ASSIGNMENT: Every record that appears below should be transcribed exactly.

EXERCISE INPUTS:
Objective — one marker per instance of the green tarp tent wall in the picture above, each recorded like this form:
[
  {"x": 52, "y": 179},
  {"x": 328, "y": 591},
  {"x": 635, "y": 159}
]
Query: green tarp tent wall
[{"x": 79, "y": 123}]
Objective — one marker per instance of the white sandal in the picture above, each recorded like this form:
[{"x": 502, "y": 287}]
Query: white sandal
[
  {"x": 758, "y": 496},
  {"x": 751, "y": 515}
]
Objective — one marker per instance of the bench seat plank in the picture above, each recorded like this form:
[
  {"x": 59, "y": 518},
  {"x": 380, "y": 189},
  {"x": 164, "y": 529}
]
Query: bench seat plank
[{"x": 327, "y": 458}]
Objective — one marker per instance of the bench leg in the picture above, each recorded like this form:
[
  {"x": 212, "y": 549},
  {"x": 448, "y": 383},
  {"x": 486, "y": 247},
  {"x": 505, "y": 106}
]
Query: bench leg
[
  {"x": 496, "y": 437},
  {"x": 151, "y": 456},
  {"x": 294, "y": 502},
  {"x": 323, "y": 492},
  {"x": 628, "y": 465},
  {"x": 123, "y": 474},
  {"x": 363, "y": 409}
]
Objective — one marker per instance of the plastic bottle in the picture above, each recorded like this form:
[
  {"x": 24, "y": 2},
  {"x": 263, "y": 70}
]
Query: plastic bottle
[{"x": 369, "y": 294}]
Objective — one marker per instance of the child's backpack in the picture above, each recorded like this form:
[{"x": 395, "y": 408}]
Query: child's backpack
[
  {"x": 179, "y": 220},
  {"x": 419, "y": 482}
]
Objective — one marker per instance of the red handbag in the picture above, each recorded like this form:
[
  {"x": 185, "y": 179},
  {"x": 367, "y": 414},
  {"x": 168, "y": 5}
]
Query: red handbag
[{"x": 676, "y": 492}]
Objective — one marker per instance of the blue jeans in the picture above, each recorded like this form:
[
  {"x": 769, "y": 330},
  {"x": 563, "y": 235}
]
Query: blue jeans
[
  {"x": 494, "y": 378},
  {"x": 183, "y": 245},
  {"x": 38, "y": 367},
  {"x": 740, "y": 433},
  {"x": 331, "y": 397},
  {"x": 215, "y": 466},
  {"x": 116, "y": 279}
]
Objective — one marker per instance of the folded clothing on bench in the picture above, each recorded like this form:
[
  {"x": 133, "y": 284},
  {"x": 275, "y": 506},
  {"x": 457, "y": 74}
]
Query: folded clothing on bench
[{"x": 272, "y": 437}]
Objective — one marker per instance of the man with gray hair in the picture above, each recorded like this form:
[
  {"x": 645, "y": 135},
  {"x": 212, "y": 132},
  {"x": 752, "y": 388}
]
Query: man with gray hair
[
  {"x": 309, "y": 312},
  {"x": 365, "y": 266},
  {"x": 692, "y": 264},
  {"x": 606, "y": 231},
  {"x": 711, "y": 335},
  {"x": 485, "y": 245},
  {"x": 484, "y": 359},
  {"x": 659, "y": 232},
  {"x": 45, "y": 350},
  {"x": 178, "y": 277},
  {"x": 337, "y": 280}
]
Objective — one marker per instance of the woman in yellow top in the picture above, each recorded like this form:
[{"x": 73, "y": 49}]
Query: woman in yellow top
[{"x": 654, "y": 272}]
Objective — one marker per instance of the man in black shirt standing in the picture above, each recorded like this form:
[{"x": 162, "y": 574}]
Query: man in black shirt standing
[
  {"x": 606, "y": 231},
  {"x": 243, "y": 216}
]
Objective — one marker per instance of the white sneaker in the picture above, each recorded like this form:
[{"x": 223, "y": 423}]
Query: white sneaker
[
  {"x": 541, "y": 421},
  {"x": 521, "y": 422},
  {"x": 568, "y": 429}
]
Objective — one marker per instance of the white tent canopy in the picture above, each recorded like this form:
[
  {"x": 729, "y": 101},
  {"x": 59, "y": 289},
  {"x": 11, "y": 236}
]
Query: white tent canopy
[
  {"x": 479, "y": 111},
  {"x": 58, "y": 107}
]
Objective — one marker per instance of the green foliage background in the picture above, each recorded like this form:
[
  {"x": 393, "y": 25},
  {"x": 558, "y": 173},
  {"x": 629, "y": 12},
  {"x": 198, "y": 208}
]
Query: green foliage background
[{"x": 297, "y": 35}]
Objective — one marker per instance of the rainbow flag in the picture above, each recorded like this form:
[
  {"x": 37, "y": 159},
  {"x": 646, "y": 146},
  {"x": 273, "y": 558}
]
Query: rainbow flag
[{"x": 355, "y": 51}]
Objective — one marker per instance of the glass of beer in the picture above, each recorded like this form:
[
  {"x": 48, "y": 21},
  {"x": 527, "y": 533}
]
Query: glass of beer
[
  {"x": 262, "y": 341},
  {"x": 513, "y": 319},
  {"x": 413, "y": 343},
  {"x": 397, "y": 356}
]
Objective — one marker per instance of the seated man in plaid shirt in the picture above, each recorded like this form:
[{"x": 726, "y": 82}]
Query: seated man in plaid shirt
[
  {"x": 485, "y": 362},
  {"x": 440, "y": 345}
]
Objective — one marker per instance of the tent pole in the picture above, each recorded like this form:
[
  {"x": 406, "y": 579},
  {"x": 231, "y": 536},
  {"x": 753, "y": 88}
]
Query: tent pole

PROBLEM SOLUTION:
Objective — one marker per instance of the green tarp tent wall in the picture above, each recorded like this form:
[
  {"x": 52, "y": 179},
  {"x": 328, "y": 591},
  {"x": 635, "y": 159}
]
Query: green tarp tent wall
[{"x": 79, "y": 123}]
Objective — one marker per instance of the white sandal in the picture above, each recorded like this form:
[{"x": 502, "y": 287}]
Query: white sandal
[
  {"x": 758, "y": 496},
  {"x": 751, "y": 515}
]
Objective — one marker per instance of the bench seat plank in the picture above, each recorded like this form:
[
  {"x": 59, "y": 518},
  {"x": 380, "y": 189},
  {"x": 164, "y": 529}
]
Query: bench seat plank
[{"x": 327, "y": 458}]
Objective — one marker per instance of the bench leg in the picture above, each recorded like this form:
[
  {"x": 212, "y": 549},
  {"x": 448, "y": 383},
  {"x": 486, "y": 247},
  {"x": 505, "y": 106}
]
Query: bench leg
[
  {"x": 496, "y": 437},
  {"x": 151, "y": 456},
  {"x": 294, "y": 502},
  {"x": 323, "y": 492},
  {"x": 628, "y": 465},
  {"x": 123, "y": 474},
  {"x": 363, "y": 409}
]
Objective — one marker per instance of the plastic bottle in the picture above, each recorded like this form:
[
  {"x": 24, "y": 2},
  {"x": 263, "y": 70}
]
Query: plastic bottle
[{"x": 369, "y": 294}]
Objective — one marker per instance of the child's backpack in the picture above, each recorded like this form:
[{"x": 395, "y": 408}]
Query: child's backpack
[
  {"x": 179, "y": 220},
  {"x": 419, "y": 482}
]
Objective — one marker per instance of the red handbag in the picture above, each recorded like this form:
[
  {"x": 185, "y": 179},
  {"x": 367, "y": 414},
  {"x": 168, "y": 5}
]
Query: red handbag
[{"x": 676, "y": 492}]
Objective — one marker per instance of the blue jeans in the picture above, each recorded like this form:
[
  {"x": 769, "y": 330},
  {"x": 563, "y": 235}
]
Query: blue jeans
[
  {"x": 494, "y": 378},
  {"x": 183, "y": 245},
  {"x": 38, "y": 367},
  {"x": 740, "y": 433},
  {"x": 331, "y": 397},
  {"x": 215, "y": 466},
  {"x": 116, "y": 279}
]
Objective — one marker per instance of the folded clothing on bench in the picture above, each recorded like this form:
[
  {"x": 133, "y": 284},
  {"x": 275, "y": 506},
  {"x": 457, "y": 74}
]
Query: folded clothing on bench
[{"x": 272, "y": 437}]
Objective — one marker per instance of the man with gray hair in the picture above, each recorded like this form:
[
  {"x": 645, "y": 135},
  {"x": 212, "y": 132},
  {"x": 752, "y": 388}
]
Query: man with gray hair
[
  {"x": 309, "y": 312},
  {"x": 365, "y": 266},
  {"x": 692, "y": 264},
  {"x": 606, "y": 231},
  {"x": 711, "y": 335},
  {"x": 485, "y": 245},
  {"x": 484, "y": 359},
  {"x": 659, "y": 232},
  {"x": 45, "y": 350},
  {"x": 178, "y": 277},
  {"x": 337, "y": 280}
]
Objective — one marker per instance of the woman in yellow top in the picture above, each recorded like this form:
[{"x": 73, "y": 49}]
Query: woman in yellow top
[{"x": 654, "y": 272}]
Objective — one marker per instance of the man in black shirt standing in the picture above, each recorded like this form:
[{"x": 162, "y": 574}]
Query: man in black shirt standing
[
  {"x": 606, "y": 231},
  {"x": 243, "y": 216}
]
Objective — one marker per instance of the white sneaker in the picture above, each recorded like this form:
[{"x": 223, "y": 423}]
Query: white sneaker
[
  {"x": 541, "y": 421},
  {"x": 521, "y": 422},
  {"x": 568, "y": 429}
]
Objective — one marker per instance of the white tent canopy in the picture above, each recorded like this form:
[
  {"x": 729, "y": 101},
  {"x": 59, "y": 289},
  {"x": 11, "y": 236}
]
Query: white tent canopy
[
  {"x": 479, "y": 111},
  {"x": 58, "y": 107}
]
Objective — one marker per instance of the green foliage background in the picture above, each recorded like this form:
[
  {"x": 393, "y": 25},
  {"x": 558, "y": 173},
  {"x": 629, "y": 12},
  {"x": 198, "y": 208}
]
Query: green foliage background
[{"x": 297, "y": 35}]
Objective — one marker per instance of the rainbow flag in the picture above, each recorded like this form:
[
  {"x": 37, "y": 159},
  {"x": 646, "y": 146},
  {"x": 273, "y": 558}
]
Query: rainbow flag
[{"x": 355, "y": 51}]
Objective — one marker per instance of the glass of beer in the picture above, each recorded like this form:
[
  {"x": 48, "y": 21},
  {"x": 527, "y": 533}
]
Query: glass of beer
[
  {"x": 262, "y": 341},
  {"x": 513, "y": 319},
  {"x": 413, "y": 343},
  {"x": 397, "y": 356}
]
Objective — one marker per instance of the seated man in plaid shirt in the picture above, each recorded like this form:
[{"x": 726, "y": 82}]
Query: seated man in plaid shirt
[
  {"x": 485, "y": 362},
  {"x": 440, "y": 345}
]
Objective — one marker per instance of the tent pole in the picture above, each recorded like this form:
[
  {"x": 406, "y": 579},
  {"x": 231, "y": 536},
  {"x": 753, "y": 88}
]
Query: tent pole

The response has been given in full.